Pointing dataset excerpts

+ + + + +

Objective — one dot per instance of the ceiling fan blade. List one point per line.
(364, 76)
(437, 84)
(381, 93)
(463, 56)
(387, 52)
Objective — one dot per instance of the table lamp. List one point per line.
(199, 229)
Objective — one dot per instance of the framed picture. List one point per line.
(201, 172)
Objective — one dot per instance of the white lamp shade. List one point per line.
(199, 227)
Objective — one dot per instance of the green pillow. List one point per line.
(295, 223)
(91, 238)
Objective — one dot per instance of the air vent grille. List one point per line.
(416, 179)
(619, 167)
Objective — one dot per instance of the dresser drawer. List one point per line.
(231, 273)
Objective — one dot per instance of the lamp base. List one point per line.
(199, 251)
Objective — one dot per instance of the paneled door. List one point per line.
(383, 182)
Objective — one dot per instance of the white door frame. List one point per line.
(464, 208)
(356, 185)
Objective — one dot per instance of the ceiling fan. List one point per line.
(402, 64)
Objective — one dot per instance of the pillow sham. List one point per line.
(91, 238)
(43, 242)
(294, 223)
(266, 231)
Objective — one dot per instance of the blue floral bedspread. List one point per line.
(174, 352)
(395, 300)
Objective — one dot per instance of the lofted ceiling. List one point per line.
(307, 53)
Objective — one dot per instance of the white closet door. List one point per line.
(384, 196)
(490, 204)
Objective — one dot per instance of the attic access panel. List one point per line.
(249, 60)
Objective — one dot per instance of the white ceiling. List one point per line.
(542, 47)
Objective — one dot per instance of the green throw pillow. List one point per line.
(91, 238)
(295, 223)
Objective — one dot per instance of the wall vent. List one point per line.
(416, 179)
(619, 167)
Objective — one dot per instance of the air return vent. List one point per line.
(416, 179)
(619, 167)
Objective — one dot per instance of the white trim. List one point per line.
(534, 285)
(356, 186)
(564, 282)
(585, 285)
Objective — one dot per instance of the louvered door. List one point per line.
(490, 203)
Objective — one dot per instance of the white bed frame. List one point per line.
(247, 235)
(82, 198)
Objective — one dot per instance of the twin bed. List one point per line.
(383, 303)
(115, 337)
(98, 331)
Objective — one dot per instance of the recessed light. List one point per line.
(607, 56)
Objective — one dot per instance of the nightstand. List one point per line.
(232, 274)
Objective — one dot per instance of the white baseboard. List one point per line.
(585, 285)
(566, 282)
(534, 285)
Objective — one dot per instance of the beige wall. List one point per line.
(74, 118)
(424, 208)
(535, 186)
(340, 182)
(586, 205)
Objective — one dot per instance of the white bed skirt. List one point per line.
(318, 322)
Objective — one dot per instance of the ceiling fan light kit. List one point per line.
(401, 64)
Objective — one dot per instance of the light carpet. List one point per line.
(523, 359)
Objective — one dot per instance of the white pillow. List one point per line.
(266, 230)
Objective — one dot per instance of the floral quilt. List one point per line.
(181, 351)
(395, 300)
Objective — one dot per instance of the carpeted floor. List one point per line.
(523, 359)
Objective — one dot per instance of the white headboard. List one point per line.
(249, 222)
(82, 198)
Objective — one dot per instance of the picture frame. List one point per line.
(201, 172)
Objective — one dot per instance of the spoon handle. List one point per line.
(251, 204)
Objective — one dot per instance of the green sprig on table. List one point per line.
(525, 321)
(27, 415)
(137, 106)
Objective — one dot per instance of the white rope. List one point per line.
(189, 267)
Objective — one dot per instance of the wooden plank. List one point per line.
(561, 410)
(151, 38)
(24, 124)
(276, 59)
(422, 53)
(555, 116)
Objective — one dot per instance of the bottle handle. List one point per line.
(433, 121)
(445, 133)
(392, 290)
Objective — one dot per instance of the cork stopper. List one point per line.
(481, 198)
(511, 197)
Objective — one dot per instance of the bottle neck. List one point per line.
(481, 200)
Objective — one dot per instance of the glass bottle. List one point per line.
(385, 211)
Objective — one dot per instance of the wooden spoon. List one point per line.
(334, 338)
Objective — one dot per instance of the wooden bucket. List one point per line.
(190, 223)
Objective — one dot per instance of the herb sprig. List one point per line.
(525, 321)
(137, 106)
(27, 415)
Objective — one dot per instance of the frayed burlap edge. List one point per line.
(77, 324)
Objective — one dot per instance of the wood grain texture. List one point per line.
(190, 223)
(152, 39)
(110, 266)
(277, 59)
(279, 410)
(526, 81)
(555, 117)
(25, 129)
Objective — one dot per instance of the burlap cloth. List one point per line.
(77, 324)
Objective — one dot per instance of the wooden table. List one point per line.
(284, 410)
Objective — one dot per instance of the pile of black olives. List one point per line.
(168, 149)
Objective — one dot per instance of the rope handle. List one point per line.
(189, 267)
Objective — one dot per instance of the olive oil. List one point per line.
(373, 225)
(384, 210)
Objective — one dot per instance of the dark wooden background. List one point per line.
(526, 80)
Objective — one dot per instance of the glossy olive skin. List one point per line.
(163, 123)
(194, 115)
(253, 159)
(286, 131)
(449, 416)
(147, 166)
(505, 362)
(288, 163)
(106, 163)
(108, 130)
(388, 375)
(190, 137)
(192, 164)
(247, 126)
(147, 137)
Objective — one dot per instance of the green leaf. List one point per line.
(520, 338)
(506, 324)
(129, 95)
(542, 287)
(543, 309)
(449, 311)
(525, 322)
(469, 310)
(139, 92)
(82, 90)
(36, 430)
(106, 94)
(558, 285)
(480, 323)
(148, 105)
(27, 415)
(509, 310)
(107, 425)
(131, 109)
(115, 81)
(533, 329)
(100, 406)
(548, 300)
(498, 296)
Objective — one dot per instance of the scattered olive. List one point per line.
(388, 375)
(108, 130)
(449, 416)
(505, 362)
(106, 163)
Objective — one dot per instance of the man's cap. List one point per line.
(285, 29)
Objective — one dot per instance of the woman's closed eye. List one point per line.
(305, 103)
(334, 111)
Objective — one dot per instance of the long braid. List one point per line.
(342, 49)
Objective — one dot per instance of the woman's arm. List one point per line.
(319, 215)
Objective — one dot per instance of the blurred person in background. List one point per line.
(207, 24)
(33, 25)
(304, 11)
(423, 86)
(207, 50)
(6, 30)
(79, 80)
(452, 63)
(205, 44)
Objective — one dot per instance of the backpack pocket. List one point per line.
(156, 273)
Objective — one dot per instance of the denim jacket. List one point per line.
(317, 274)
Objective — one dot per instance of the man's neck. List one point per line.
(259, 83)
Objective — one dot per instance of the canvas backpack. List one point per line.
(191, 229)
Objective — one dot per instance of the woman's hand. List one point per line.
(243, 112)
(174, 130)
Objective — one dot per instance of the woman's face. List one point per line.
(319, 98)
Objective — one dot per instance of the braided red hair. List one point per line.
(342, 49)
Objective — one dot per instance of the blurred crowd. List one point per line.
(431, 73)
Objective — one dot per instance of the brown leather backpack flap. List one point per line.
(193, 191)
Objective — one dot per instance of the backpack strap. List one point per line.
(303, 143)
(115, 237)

+ + + + +

* _PROBLEM TO SOLVE_
Copy every one of the lines above word for word, without changing anything.

* _FULL OUTPUT_
Objective — one dot per instance of the ceiling fan blade. List one point per line.
(364, 76)
(437, 84)
(381, 93)
(463, 56)
(387, 52)
Objective — one dot per instance of the table lamp. List one point per line.
(199, 229)
Objective — one dot per instance of the framed picture. List one point per line.
(201, 172)
Objective — one dot per instance of the white lamp shade. List one point per line.
(199, 227)
Objective — one dot per instance of the green pillow. List one point per line.
(295, 223)
(91, 238)
Objective — one dot per instance of the air vent grille. List one point per line.
(416, 179)
(619, 167)
Objective — one dot per instance of the dresser drawer. List one point per line.
(231, 273)
Objective — one dot per instance of the lamp base. List one point per line.
(199, 251)
Objective — one dot per instance of the paneled door. List one point per line.
(383, 182)
Objective — one dot per instance of the white door frame. List one point per line.
(464, 208)
(356, 185)
Objective — one dot per instance of the ceiling fan. List one point per line.
(402, 64)
Objective — one dot per instance of the pillow sham. List one point per line.
(91, 238)
(43, 242)
(294, 223)
(266, 231)
Objective — one dot per instance of the blue floral bedspread. List one point per line.
(174, 352)
(395, 300)
Objective — one dot per instance of the lofted ceiling. List one point per line.
(307, 53)
Objective — one dot per instance of the white closet door. List one point per line.
(384, 196)
(490, 204)
Objective — one dot per instance of the attic access panel. List one point per line.
(249, 60)
Objective — one dot per instance of the white ceiling. List one point per line.
(542, 47)
Objective — one dot per instance of the green throw pillow. List one point per line.
(91, 238)
(295, 223)
Objective — one dot per instance of the wall vent. List one point per line.
(416, 179)
(619, 167)
Objective — one dot per instance of the air return vent. List one point per line.
(416, 179)
(619, 167)
Objective — one dot per instance of the white trim. List one point per line.
(534, 285)
(356, 186)
(564, 282)
(585, 285)
Objective — one dot per instance of the louvered door. List one point per line.
(490, 203)
Objective — one dot per instance of the white bed frame. List one point per line.
(247, 235)
(82, 198)
Objective — one dot per instance of the twin bed. List one point per line.
(383, 303)
(115, 337)
(98, 331)
Objective — one dot per instance of the recessed light. List one point per line.
(607, 56)
Objective — one dot per instance of the nightstand. List one point per line.
(232, 274)
Objective — one dot per instance of the white baseboard. List one point per line.
(585, 285)
(566, 282)
(534, 285)
Objective — one dot per instance of the beige wall. List one point per line.
(74, 118)
(424, 208)
(535, 186)
(340, 182)
(586, 205)
Objective — one dot per instance of the white bed skirt. List one point per line.
(318, 322)
Objective — one dot per instance of the ceiling fan light kit. List one point per line.
(401, 64)
Objective — one dot per instance of the light carpet. List one point per line.
(523, 359)
Objective — one dot per instance of the white pillow. List one point per line.
(266, 230)
Objective — one dot per instance of the floral quilt. List one point per line.
(181, 351)
(395, 300)
Objective — one dot per instance of the carpeted floor. List one point per line.
(523, 359)
Objective — one dot per instance of the white headboard. List one point per line.
(249, 222)
(82, 198)
Objective — one dot per instance of the picture frame. List one point per line.
(201, 172)
Objective — one dot per instance of the spoon handle. List one point per line.
(251, 204)
Objective — one dot per instance of the green sprig on table. List one point per line.
(525, 321)
(27, 415)
(137, 106)
Objective — one dot per instance of the white rope. List one point per line.
(189, 267)
Objective — one dot per instance of the wooden plank. List one point per line.
(561, 410)
(151, 38)
(24, 124)
(276, 59)
(422, 53)
(555, 116)
Objective — one dot per instance of the bottle handle. List one point per line.
(433, 121)
(445, 133)
(392, 290)
Objective — one dot per instance of the cork stopper. List one point per line.
(481, 198)
(511, 197)
Objective — one dot per instance of the bottle neck. List one point per line.
(481, 200)
Objective — one dot per instance of the glass bottle. List one point per line.
(385, 211)
Objective — one dot per instance of the wooden spoon. List one point per line.
(334, 338)
Objective — one dot per instance of the wooden bucket. List one point per line.
(190, 223)
Objective — one dot per instance of the herb sprig. List one point per line.
(525, 321)
(137, 106)
(27, 415)
Objective — one dot per instance of the frayed burlap edge. List one point per line.
(77, 324)
Objective — one dot per instance of the wood grain texture. List one point per line.
(190, 223)
(152, 39)
(110, 266)
(277, 59)
(279, 410)
(526, 81)
(555, 117)
(25, 129)
Objective — one dot per instance of the burlap cloth. List one point per line.
(77, 324)
Objective — one dot per instance of the wooden table. List one point per line.
(284, 410)
Objective — one dot per instance of the pile of black olives. List one point per line.
(168, 149)
Objective — one dot per instance of the rope handle. List one point per line.
(189, 267)
Objective — one dot per instance of the olive oil. List one point per line.
(373, 225)
(384, 210)
Objective — one dot per instance of the dark wooden background. List one point per line.
(526, 80)
Objective — one dot per instance of the glossy olive skin. List one point per line.
(163, 123)
(194, 115)
(253, 159)
(286, 131)
(449, 416)
(147, 166)
(505, 362)
(288, 163)
(106, 163)
(108, 130)
(388, 375)
(190, 137)
(192, 164)
(247, 126)
(147, 137)
Objective — one dot per instance of the green leaf. List one point per line.
(520, 338)
(506, 324)
(129, 95)
(542, 287)
(543, 309)
(449, 311)
(525, 322)
(469, 310)
(139, 92)
(82, 90)
(36, 430)
(106, 94)
(558, 285)
(480, 323)
(148, 105)
(27, 415)
(509, 310)
(107, 425)
(131, 109)
(115, 81)
(533, 329)
(100, 406)
(548, 300)
(498, 296)
Objective — one dot per instance of the scattered olive. List one point per line.
(388, 375)
(108, 130)
(449, 416)
(505, 362)
(106, 163)
Objective — one dot per instance of the man's cap. List one point per line.
(285, 29)
Objective — one dot per instance of the woman's closed eye. List one point per line.
(305, 103)
(334, 111)
Objective — one dot per instance of the long braid. List one point per line.
(342, 49)
Objective — one dot per instance of the woman's arm. List one point per line.
(319, 215)
Objective — one dot per instance of the blurred person in background. List one point per line.
(207, 24)
(33, 25)
(304, 11)
(423, 86)
(207, 50)
(6, 30)
(79, 80)
(452, 63)
(205, 44)
Objective — one dot per instance of the backpack pocket. List one point per line.
(156, 273)
Objective — one dot per instance of the denim jacket. List one point per line.
(317, 274)
Objective — one dot per instance of the man's neck. List one point per line.
(259, 83)
Objective — one dot per instance of the canvas backpack. List one point per line.
(191, 229)
Objective — one dot per instance of the woman's hand. List one point per line.
(243, 112)
(174, 130)
Objective — one dot per instance of the woman's face. List one point per line.
(319, 98)
Objective — one dot per instance of the braided red hair. List one point per line.
(342, 49)
Objective — one dot per instance of the blurred crowd. List one point per line.
(431, 73)
Objective — one dot per instance of the brown leather backpack flap. List one point per line.
(193, 191)
Objective — one dot per instance of the backpack strap. List one point per line.
(303, 143)
(115, 237)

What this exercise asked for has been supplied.